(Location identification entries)

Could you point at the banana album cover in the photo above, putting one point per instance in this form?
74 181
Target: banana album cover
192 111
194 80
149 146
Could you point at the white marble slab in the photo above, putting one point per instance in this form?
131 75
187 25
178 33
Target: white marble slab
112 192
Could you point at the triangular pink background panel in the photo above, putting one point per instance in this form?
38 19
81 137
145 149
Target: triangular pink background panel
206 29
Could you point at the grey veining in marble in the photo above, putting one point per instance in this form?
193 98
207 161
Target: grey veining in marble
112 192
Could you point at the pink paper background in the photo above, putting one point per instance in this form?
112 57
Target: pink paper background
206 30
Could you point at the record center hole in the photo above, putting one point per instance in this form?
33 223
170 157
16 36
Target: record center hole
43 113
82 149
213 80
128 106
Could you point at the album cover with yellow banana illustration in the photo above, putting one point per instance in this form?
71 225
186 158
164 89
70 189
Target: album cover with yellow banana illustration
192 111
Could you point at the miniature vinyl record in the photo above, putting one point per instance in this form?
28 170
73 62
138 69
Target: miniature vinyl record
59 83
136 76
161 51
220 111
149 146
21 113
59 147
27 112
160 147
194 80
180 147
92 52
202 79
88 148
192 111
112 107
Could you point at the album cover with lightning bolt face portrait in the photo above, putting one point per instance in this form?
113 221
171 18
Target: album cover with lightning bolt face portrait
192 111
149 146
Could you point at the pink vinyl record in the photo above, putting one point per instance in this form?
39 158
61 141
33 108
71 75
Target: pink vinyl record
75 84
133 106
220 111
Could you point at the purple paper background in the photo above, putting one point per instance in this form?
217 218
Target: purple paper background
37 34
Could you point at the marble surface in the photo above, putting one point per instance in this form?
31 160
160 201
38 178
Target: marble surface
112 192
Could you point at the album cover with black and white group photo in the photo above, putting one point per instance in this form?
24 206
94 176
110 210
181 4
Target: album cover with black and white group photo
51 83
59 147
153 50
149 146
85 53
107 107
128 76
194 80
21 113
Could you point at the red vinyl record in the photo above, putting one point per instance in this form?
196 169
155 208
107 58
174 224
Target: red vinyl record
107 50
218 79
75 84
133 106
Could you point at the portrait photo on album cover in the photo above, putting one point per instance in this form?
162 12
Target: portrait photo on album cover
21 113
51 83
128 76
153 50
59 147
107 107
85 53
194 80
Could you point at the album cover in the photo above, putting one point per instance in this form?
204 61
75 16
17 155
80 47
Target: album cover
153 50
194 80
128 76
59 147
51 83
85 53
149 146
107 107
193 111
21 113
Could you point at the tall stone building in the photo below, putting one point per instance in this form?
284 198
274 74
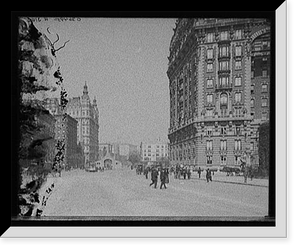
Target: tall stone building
66 128
153 151
87 115
210 71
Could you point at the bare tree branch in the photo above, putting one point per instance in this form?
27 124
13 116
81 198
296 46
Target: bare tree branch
61 46
55 40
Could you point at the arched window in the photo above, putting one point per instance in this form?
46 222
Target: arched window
223 99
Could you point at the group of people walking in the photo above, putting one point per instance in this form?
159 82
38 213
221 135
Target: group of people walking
163 173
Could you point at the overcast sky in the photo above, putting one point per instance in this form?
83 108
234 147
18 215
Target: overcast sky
124 62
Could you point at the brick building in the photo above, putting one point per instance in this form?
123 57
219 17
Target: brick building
212 71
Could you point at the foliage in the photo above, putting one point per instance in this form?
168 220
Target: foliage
36 62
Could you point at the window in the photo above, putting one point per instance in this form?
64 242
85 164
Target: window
209 98
223 160
210 54
224 144
224 65
238 81
264 102
224 35
238 112
208 159
252 146
264 115
238 130
209 132
209 67
224 81
209 83
238 64
265 73
224 51
223 99
209 145
238 34
237 145
238 97
264 87
238 51
210 37
209 112
223 130
237 160
252 103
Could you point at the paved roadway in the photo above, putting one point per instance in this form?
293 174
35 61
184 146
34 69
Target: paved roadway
123 193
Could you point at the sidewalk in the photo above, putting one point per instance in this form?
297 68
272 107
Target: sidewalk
221 177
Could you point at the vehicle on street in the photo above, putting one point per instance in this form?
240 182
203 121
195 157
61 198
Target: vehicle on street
91 168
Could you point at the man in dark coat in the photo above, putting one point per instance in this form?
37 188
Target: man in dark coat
154 176
163 178
208 175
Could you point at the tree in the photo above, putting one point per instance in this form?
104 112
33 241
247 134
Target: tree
38 72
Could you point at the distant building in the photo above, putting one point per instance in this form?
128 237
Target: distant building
218 80
66 128
87 116
153 151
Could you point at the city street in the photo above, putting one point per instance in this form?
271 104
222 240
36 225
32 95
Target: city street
121 192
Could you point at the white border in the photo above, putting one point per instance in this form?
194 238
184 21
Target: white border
279 231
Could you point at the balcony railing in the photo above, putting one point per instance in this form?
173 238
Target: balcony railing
224 87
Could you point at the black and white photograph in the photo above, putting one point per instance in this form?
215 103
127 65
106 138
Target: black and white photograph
155 120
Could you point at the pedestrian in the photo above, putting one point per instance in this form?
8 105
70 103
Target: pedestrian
184 172
146 172
189 172
154 176
163 175
208 175
199 172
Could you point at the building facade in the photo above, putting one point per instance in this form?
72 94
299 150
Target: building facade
66 128
153 151
86 114
211 71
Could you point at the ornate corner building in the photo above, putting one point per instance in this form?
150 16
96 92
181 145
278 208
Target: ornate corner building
219 89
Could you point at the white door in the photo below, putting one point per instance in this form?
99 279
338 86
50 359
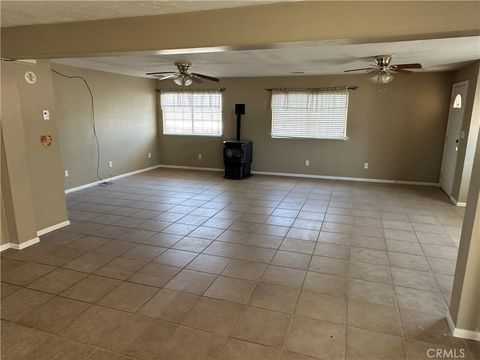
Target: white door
453 135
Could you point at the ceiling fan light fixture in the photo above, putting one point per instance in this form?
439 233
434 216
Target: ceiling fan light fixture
183 80
382 78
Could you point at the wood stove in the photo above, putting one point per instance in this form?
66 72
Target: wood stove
237 154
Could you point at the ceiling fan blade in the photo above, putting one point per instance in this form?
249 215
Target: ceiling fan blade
408 66
363 69
171 76
196 79
205 77
401 71
161 72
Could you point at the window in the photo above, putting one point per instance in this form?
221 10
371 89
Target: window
457 104
312 114
192 112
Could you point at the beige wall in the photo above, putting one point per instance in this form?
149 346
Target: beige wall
465 302
253 26
471 126
34 172
399 131
125 111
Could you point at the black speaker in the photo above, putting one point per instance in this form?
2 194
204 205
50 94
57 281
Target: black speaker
239 109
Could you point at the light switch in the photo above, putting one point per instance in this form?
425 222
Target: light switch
46 114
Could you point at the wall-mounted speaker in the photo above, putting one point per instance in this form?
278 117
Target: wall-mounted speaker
239 109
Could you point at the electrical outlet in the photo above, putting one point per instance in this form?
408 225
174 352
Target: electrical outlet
46 114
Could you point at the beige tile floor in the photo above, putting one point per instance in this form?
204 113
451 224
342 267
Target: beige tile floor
187 265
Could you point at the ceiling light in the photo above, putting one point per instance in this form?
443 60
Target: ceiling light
183 80
382 77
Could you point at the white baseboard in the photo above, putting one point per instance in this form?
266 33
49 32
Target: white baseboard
310 176
269 173
457 203
20 246
462 333
4 247
189 168
344 178
116 177
53 228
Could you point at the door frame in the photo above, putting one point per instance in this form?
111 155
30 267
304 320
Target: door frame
452 99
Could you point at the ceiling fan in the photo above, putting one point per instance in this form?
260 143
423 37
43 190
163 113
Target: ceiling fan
182 77
382 70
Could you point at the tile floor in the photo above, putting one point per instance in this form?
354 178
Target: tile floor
187 265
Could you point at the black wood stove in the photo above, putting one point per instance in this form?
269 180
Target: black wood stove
237 154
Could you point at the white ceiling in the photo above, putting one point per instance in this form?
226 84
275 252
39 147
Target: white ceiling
22 12
318 58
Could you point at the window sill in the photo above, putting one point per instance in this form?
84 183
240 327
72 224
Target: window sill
193 135
307 138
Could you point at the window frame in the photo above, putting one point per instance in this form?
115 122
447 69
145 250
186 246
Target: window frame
218 92
342 90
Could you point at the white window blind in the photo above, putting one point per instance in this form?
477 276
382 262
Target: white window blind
192 112
313 114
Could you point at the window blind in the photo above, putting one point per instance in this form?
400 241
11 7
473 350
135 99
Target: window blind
192 112
313 114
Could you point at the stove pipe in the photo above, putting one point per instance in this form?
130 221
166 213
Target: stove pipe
239 111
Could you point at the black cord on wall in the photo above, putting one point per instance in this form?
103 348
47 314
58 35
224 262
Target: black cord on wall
94 127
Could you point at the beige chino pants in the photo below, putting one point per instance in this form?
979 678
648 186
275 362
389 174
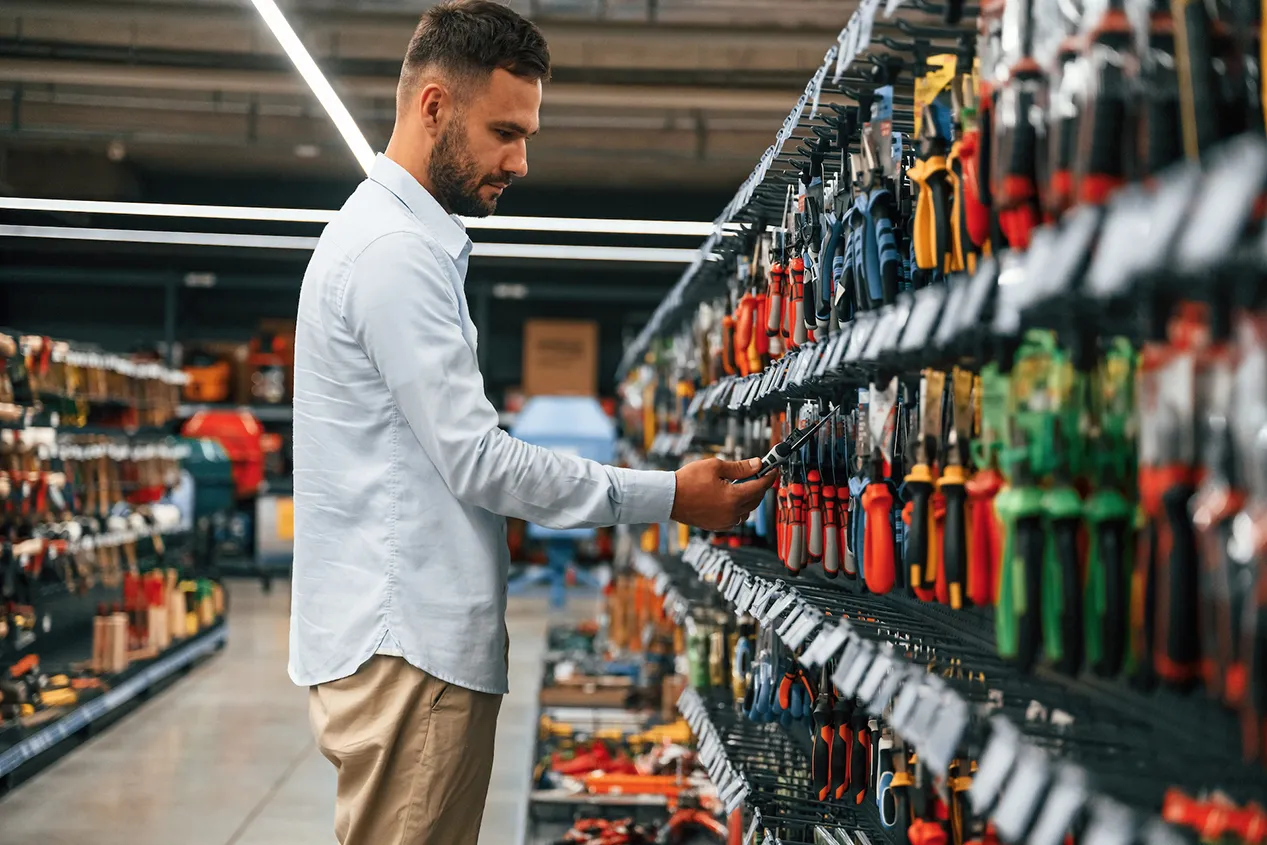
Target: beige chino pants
413 754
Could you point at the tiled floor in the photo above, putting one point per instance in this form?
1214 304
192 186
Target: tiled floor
226 758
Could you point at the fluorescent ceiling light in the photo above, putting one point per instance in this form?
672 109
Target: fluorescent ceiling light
593 226
542 251
316 80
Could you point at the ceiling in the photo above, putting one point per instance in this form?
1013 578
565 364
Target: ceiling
646 94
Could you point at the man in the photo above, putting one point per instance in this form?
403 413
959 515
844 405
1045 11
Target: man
402 475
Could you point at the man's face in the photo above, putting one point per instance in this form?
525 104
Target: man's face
483 147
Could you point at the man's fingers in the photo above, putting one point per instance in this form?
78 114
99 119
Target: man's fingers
738 469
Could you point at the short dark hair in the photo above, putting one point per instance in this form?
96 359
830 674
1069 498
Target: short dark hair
468 39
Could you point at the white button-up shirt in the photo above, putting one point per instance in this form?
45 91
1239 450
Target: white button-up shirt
402 475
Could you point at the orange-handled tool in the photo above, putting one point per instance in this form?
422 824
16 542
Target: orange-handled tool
727 345
815 528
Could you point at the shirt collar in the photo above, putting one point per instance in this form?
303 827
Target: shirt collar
446 228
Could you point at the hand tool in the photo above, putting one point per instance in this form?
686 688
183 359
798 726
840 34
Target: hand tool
1104 128
1018 625
744 324
1248 542
990 395
1109 513
841 745
783 451
858 484
831 546
824 737
963 256
1015 184
1219 498
877 499
1162 124
1199 39
1062 131
952 485
859 756
919 485
777 292
796 694
931 227
1166 485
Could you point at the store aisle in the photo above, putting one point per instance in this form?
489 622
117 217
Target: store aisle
226 758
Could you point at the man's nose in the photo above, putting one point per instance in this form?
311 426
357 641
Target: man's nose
517 161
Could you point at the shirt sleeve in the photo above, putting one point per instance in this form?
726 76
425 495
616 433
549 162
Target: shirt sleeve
401 304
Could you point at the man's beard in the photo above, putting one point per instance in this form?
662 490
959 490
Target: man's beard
456 179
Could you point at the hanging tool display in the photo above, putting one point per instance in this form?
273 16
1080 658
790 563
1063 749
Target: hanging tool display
1042 438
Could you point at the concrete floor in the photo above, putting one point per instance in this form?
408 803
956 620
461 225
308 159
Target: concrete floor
226 758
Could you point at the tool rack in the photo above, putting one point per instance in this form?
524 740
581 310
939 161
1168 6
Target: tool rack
1107 751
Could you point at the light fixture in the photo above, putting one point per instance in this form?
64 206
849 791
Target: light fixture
317 82
537 251
584 224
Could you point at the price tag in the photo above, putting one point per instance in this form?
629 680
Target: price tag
1019 800
825 646
943 739
1110 824
753 827
858 669
810 620
1064 800
843 57
919 725
789 621
995 765
778 608
867 12
765 593
1158 832
736 801
879 668
904 707
888 688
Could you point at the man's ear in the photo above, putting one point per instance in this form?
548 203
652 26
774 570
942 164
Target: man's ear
432 103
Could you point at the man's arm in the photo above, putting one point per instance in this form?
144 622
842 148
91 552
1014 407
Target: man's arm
403 311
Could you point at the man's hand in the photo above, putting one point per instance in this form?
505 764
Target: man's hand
707 499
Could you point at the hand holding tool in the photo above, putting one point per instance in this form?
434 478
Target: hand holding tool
783 451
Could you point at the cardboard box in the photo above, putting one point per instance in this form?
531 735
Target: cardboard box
560 357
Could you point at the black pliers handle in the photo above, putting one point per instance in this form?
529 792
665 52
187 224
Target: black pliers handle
783 452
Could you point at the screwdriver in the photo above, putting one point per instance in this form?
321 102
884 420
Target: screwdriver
877 499
952 485
1018 625
1107 512
919 483
1104 132
824 737
831 521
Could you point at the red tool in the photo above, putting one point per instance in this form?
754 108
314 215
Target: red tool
986 546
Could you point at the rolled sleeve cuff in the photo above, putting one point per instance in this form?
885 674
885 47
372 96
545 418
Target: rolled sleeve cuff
648 495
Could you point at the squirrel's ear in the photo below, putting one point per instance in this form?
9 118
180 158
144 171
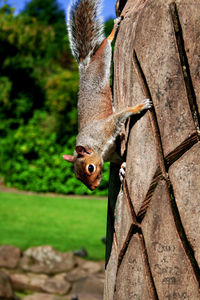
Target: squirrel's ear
69 158
82 150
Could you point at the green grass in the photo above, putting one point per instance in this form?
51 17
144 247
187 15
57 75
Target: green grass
64 223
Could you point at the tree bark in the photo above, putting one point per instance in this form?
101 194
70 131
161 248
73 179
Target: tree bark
153 241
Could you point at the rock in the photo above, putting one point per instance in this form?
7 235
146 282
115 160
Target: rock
76 274
45 259
57 284
40 283
9 256
90 288
6 290
28 281
43 297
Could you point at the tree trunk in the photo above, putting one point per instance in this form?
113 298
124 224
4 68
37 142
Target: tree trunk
153 240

» What you have to do
The answer consists only of the lines from the one containing "Could you point at the green" to the end of the records, each written out exactly.

» Problem solution
Could you point at the green grass in the photo above, putting one point per instance in this form?
51 17
144 247
187 15
57 75
Target: green grass
64 223
Could you point at the tree bark in the photo above, putting one point per instance in this form?
101 194
70 131
161 248
73 179
Target: tree bark
153 241
Could you point at the rock in the photo above, putting one point per instance in this form?
7 235
146 282
115 160
Target: rock
76 274
45 259
57 284
40 283
9 256
90 288
6 290
28 281
43 297
Could you point at the tree trunk in the photo above, putting one point per instance in this form?
113 298
124 224
4 68
37 142
Target: tree trunk
153 240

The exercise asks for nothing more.